[Excerpts from a dataset]
<<<<

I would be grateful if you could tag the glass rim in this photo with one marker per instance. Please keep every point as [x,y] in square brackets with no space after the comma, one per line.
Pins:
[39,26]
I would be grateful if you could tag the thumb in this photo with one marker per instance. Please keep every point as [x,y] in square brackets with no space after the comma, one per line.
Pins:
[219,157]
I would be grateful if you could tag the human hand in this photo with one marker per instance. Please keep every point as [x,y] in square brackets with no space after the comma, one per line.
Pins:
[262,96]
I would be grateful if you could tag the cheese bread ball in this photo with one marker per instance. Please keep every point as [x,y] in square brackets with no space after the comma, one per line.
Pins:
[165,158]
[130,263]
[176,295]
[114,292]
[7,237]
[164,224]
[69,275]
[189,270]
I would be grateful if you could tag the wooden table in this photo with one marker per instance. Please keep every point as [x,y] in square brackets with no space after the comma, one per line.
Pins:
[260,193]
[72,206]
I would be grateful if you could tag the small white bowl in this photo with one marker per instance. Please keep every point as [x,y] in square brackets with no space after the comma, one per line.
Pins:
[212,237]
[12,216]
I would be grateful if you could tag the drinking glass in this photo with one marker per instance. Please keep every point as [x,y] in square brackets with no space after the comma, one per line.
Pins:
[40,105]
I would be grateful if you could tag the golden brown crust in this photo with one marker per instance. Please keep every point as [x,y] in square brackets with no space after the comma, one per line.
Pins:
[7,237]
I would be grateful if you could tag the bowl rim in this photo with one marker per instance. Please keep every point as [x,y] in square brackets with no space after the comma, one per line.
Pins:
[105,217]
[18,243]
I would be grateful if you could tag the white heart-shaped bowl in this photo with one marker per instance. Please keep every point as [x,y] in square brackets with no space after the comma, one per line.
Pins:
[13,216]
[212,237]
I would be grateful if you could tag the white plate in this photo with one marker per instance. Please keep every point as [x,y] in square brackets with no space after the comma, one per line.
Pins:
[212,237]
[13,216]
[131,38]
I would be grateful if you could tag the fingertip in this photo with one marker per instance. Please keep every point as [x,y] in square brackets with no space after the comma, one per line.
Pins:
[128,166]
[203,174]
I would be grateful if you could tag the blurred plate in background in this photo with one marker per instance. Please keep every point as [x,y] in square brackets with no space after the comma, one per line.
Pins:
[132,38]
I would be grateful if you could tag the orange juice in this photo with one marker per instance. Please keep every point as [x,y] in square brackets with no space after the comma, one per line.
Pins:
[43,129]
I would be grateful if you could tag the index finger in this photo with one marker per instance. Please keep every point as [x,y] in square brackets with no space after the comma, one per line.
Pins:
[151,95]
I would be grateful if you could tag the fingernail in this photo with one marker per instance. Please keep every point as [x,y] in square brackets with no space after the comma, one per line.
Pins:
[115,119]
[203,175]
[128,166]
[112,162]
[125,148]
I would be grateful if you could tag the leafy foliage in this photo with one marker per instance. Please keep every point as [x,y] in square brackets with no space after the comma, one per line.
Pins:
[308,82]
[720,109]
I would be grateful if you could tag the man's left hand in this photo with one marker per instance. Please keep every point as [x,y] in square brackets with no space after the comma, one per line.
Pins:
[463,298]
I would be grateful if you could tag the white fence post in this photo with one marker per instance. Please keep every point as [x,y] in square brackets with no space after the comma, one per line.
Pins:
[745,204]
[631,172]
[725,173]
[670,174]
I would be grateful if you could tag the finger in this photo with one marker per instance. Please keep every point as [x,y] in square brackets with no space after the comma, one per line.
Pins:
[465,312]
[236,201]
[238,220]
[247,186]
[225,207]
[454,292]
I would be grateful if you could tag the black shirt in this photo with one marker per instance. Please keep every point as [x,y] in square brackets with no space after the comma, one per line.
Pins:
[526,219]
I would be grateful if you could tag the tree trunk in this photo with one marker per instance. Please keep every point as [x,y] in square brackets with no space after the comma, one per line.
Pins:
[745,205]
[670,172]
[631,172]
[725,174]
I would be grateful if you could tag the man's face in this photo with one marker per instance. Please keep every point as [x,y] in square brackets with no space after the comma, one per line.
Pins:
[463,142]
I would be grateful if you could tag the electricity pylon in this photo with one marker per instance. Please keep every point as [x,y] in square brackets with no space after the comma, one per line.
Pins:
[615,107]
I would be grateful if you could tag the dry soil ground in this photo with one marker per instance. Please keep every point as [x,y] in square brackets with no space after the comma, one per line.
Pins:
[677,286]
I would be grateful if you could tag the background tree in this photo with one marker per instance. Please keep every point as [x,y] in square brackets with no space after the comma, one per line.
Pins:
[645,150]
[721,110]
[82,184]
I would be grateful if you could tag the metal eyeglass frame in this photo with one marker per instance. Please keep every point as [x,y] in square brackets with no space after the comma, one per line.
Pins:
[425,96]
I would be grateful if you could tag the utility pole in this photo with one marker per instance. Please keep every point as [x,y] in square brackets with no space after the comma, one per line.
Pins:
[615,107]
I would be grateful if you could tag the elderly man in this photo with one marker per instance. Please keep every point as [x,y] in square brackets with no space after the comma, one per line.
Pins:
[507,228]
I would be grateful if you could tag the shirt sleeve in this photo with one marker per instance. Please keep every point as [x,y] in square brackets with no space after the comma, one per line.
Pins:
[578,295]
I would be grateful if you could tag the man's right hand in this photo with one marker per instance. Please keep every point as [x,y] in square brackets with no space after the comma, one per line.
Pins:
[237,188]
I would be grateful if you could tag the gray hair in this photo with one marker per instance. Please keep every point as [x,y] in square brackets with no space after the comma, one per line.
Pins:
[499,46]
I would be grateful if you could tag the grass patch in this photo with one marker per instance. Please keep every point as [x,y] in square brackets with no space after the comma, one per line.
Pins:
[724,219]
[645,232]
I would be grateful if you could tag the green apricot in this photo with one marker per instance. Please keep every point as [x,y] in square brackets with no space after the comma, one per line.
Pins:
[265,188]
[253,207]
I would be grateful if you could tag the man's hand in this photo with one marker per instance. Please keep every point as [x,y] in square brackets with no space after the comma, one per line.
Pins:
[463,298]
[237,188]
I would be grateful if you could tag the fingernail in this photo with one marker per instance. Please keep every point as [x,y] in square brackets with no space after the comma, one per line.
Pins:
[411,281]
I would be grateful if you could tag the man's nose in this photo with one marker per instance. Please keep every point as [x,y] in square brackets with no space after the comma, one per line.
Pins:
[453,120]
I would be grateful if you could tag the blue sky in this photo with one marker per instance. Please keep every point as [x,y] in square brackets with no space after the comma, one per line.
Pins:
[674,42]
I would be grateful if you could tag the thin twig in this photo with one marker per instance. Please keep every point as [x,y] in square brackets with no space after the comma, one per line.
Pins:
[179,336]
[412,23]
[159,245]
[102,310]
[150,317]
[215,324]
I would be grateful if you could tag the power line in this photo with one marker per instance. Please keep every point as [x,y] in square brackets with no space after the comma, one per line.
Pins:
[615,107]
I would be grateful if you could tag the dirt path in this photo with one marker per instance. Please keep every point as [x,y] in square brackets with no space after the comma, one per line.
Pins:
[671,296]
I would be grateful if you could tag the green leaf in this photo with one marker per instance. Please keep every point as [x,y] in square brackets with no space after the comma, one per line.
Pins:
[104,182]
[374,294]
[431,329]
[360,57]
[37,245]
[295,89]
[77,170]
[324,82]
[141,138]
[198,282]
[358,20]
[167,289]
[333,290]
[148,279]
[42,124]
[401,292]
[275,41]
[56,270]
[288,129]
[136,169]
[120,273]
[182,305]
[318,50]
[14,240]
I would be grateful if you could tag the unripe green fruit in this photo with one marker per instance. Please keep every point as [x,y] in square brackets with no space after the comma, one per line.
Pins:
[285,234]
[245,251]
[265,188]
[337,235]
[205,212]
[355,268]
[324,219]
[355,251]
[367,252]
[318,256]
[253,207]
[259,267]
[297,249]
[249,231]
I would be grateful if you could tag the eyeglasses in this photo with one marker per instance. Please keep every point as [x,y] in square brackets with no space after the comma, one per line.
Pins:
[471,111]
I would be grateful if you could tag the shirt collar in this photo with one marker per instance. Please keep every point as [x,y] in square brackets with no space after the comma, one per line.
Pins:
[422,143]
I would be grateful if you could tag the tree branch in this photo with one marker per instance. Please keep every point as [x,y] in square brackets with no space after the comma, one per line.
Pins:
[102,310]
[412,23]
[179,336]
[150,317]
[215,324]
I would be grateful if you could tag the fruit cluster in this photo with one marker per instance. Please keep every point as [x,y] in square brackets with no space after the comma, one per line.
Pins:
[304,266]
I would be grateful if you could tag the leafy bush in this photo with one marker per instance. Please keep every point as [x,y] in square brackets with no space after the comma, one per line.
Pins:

>>>>

Task requirements -
Wherever a line in the records contains the word "plate", copy that line.

The completed task -
I would be grateful if you could tag the white plate in this photo with one marker per instance. Please keep every point as [x,y] in square brackets with no space after the comma, one per line.
I would be grateful if you could tag the blurred plate in background in this photo with one marker per instance. Please keep every point as [x,y] in square brackets with no space after the comma, one per line.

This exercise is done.